§ EXERCISE DIRECTIONS: Reproduce exactly the line with "of the treeline." and the lines after it. Stop at the last line of the data and include nothing else.

§ RECORDS SUPPLIED:
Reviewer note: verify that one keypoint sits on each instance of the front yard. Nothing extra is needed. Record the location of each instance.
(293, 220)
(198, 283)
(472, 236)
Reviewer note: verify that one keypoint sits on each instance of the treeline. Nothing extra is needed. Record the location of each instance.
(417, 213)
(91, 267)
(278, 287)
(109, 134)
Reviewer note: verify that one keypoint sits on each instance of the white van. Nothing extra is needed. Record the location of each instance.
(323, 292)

§ TASK RESPONSE:
Reviewer note: verify that one keypoint sits on each instance of the treeline. Nothing extra is needed. Record the location of each instance.
(417, 213)
(91, 267)
(278, 287)
(109, 134)
Reviewer note: verify that one keypoint sits on each instance of the white van. Nothing extra is needed. Record the location of each instance.
(323, 292)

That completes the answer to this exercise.